#### [Exercise brief]
Resume the entry on Iowa legislator Joseph W. Clark, picking up after its final sentence.

#### [Excerpt]
- Opening Delimiter -

Member of the Iowa House of Representatives from the 19th district
- In office January 8, 1973 – October 8, 1974
- Preceded by: Maynard Menefee
- Succeeded by: Thomas J. Jochum

Personal details
- Born: Joseph Warren Clark May 5, 1912 Ottumwa, Iowa, U.S.
- Died: October 8, 1974 (aged 62) Iowa City, Iowa, U.S.
- Party: Democratic
- Spouse: Mary Louise Spurgeon ​ ​(m. 1932)​
- Children: 5
- Education: Ottumwa High School
- Occupation: Politician

= Joseph W. Clark =

American politician (1912–1974)

Joseph Warren Clark (May 5, 1912 – October 8, 1974) was an American politician.

- Closing Delimiter -

#### [Material supplied]

- Opening Delimiter -

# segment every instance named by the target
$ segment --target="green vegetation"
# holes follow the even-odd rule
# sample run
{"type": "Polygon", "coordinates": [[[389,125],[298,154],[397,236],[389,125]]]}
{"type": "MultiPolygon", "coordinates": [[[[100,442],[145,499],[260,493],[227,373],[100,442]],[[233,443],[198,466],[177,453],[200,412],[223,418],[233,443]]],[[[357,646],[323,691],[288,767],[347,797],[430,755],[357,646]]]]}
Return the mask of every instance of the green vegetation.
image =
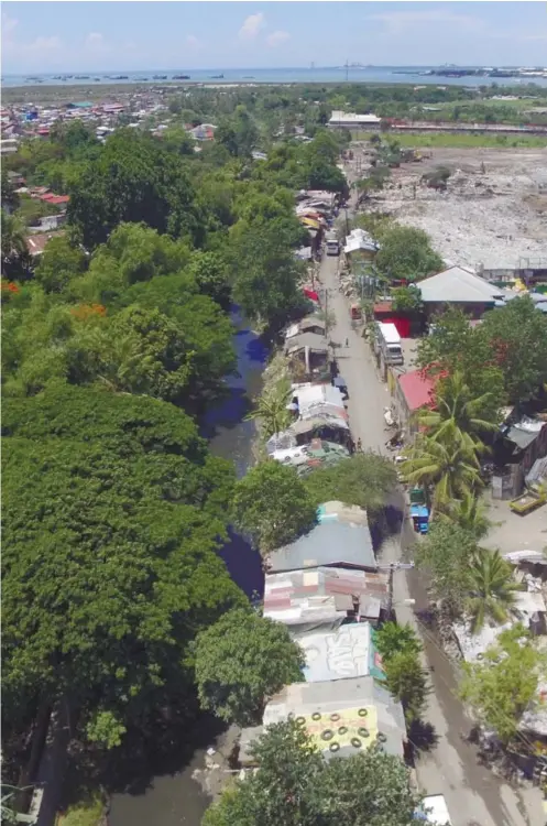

- Closing Delimiter -

#### [Task answer]
Clark was born in Ottumwa, Iowa, on May 5, 1912, to parents Wycliff Clark and Anna Burns. He dropped out of Ottumwa High School after his parents had fallen ill, but obtained his diploma after Ottumwa began offering evening classes. Clark ran the family farm, and was also a coal miner and ironworker. He was active in the Congress of Industrial Organizations, serving the Ottumwa local as its first secretary-treasurer. Clark was elected to represent District 19 of the Iowa House of Representatives in 1972 and 1974 as a Democrat. However, he died in the midst of his first term in office.

Clark died on October 8, 1974, at the University of Iowa Hospital, where he was seeking treatment for cancer.